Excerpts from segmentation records
════════

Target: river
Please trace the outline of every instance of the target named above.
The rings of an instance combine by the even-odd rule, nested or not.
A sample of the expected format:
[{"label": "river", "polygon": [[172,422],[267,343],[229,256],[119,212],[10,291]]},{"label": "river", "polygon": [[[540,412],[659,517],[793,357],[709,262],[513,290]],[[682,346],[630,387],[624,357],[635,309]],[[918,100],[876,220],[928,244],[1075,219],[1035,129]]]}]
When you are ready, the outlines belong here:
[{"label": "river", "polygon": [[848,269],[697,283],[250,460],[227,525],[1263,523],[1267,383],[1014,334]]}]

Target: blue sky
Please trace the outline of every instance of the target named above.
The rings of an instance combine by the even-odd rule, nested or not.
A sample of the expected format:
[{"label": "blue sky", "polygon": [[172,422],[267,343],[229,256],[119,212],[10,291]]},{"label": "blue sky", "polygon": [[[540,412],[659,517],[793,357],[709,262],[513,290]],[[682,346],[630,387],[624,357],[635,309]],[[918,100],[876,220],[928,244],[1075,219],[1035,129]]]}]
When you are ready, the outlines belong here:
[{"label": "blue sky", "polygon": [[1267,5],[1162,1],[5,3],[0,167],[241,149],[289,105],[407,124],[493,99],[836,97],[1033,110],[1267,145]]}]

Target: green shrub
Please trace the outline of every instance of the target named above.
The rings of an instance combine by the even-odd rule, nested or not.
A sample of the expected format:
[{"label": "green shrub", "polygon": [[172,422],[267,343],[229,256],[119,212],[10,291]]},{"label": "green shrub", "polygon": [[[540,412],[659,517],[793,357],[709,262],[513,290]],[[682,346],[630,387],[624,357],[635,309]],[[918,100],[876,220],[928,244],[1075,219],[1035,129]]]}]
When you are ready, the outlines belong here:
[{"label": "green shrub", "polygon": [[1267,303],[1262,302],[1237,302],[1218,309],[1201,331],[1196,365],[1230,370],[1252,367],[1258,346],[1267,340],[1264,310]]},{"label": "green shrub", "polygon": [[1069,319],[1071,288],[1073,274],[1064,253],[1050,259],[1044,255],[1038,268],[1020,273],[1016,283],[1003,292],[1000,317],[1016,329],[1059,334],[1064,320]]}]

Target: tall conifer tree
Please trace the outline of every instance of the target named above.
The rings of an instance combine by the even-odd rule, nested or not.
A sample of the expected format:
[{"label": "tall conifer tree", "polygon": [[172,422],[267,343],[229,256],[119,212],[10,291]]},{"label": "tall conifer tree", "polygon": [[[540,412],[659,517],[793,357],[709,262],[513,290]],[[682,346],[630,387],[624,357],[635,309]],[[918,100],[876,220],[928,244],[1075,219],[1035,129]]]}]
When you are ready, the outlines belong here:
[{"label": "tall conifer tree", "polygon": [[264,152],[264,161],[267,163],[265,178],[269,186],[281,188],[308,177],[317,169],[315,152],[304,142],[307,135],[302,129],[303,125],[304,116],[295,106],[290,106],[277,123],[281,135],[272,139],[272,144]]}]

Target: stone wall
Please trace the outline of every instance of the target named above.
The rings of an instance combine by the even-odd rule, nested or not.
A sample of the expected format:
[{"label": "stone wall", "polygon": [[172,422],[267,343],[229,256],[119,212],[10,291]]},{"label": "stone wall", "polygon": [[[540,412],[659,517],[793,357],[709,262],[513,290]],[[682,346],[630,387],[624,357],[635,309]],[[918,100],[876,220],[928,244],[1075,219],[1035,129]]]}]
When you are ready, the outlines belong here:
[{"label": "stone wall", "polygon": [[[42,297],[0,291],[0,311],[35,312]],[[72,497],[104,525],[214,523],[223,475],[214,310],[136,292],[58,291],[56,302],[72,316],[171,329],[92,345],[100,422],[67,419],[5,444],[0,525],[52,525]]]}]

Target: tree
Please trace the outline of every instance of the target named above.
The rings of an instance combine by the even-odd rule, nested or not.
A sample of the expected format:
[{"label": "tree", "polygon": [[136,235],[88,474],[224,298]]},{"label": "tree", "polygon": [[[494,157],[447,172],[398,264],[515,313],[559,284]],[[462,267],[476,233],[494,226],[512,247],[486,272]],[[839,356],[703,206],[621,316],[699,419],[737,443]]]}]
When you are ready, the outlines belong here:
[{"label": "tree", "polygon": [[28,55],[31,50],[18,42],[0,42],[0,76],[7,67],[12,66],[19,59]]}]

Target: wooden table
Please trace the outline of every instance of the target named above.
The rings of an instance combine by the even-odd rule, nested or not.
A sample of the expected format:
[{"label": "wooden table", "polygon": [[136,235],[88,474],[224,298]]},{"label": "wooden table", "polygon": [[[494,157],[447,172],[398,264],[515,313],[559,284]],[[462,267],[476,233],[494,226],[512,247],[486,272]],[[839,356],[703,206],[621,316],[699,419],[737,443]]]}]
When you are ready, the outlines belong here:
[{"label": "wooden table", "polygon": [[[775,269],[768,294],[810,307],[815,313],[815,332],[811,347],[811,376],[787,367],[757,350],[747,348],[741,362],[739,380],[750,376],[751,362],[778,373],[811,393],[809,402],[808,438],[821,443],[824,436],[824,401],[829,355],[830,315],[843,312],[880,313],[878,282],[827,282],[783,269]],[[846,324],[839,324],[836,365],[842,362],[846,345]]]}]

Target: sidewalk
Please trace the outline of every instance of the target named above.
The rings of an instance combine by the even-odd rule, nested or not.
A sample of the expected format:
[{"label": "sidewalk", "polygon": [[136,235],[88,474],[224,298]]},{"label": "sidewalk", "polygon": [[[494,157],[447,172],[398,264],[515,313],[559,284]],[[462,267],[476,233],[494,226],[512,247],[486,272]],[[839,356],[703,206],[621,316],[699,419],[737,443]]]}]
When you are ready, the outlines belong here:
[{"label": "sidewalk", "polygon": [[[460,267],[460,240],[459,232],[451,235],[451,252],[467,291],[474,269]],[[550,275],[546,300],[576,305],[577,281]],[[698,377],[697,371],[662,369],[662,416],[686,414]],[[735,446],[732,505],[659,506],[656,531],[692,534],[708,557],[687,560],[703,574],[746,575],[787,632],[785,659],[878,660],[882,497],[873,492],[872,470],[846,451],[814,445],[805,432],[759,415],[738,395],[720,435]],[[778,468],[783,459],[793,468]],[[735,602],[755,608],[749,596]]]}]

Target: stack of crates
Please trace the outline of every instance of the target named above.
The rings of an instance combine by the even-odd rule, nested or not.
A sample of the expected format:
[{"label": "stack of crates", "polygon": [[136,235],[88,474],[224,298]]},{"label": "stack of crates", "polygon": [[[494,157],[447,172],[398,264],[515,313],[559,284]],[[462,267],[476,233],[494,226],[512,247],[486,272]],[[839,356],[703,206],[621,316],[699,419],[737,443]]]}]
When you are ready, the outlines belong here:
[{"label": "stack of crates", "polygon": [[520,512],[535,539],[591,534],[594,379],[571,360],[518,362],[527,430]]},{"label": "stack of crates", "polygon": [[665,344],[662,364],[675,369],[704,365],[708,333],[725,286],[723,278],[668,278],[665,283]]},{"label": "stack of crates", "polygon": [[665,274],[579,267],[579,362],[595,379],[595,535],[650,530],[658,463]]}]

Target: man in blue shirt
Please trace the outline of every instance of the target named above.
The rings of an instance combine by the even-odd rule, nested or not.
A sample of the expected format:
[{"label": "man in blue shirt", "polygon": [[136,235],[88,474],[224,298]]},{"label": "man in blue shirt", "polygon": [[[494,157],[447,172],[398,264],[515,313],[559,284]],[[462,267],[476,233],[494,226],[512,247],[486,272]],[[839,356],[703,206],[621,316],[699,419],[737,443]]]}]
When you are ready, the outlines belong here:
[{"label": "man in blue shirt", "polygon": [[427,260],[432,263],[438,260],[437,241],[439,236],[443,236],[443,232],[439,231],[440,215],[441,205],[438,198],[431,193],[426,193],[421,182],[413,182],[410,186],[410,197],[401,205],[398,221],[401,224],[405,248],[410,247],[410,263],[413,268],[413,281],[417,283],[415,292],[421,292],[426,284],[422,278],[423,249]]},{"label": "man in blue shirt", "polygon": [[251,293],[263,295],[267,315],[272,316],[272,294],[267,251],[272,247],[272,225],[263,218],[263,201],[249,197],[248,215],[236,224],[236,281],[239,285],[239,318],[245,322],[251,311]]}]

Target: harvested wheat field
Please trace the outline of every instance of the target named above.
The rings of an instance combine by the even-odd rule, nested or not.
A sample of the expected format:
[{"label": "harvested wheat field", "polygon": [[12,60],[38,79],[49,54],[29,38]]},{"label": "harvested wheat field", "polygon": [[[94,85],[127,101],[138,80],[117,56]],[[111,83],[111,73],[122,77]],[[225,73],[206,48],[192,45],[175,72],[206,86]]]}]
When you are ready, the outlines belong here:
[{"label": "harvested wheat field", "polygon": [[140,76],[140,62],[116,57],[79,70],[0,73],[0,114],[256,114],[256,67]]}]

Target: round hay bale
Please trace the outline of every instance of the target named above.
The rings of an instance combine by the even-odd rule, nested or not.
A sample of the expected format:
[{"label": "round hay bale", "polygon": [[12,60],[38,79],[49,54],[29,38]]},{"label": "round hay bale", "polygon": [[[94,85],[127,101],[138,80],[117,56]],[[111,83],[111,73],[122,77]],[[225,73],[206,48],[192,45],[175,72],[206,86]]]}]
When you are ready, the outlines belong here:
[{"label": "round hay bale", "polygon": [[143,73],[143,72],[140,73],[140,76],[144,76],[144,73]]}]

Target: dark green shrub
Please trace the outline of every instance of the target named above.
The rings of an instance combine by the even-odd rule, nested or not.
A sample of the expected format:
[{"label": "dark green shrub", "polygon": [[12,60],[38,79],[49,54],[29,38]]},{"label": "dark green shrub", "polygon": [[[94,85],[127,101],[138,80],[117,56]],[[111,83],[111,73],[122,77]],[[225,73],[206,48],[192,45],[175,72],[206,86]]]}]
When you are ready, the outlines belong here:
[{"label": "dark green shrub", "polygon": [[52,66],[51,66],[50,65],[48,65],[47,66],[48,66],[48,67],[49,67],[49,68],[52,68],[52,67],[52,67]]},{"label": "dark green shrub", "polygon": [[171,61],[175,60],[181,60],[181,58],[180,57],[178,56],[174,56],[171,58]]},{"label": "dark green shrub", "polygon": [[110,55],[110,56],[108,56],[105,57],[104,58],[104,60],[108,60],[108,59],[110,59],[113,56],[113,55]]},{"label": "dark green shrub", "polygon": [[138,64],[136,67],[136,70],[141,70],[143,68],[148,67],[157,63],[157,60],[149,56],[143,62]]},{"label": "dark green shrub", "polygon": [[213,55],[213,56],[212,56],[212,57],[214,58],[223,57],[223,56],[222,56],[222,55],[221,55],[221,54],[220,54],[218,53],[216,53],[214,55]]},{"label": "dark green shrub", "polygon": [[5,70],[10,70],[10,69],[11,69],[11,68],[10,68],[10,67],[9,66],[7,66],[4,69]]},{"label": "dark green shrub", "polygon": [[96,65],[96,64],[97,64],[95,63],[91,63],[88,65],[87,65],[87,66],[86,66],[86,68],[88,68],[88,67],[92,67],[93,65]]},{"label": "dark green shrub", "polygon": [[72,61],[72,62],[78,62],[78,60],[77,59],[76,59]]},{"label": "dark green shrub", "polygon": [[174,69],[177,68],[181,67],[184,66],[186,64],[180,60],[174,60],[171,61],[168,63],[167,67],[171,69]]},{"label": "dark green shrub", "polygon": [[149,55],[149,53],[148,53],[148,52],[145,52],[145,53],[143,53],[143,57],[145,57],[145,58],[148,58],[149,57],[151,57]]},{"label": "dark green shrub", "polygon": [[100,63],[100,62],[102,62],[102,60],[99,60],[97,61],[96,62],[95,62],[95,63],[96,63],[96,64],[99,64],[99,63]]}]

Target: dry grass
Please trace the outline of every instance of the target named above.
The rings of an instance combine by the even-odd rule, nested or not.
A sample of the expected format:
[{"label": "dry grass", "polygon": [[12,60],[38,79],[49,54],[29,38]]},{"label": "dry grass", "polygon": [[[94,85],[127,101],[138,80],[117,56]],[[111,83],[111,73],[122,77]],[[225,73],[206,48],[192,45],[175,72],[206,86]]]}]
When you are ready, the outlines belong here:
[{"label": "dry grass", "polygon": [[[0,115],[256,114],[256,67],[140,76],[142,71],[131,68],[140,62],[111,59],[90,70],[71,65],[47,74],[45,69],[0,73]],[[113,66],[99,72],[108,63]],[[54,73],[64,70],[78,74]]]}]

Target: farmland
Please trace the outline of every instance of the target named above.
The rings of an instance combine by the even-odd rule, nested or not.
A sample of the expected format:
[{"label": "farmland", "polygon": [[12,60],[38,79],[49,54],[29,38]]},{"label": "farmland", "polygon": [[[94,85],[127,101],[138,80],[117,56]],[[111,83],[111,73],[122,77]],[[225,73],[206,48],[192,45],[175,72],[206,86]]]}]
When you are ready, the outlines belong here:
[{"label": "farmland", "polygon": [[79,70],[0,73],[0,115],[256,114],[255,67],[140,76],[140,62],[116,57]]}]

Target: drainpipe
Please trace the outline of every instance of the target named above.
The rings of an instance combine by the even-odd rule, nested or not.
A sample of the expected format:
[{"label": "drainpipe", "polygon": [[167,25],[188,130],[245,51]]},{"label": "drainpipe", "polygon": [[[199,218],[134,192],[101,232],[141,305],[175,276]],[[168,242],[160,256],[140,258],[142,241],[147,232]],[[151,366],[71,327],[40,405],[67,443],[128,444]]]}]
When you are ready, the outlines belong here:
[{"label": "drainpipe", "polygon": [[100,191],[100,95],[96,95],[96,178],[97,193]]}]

════════

Exercise aim —
Copy out each line of the records above that contains the string "round".

Task result —
Target: round hay bale
[{"label": "round hay bale", "polygon": [[12,60],[38,79],[49,54],[29,38]]},{"label": "round hay bale", "polygon": [[[94,85],[127,101],[138,80],[117,56]],[[111,83],[111,73],[122,77]],[[225,73],[206,48],[192,45],[175,72],[206,86]]]}]
[{"label": "round hay bale", "polygon": [[143,73],[143,72],[140,73],[140,76],[144,76],[144,73]]}]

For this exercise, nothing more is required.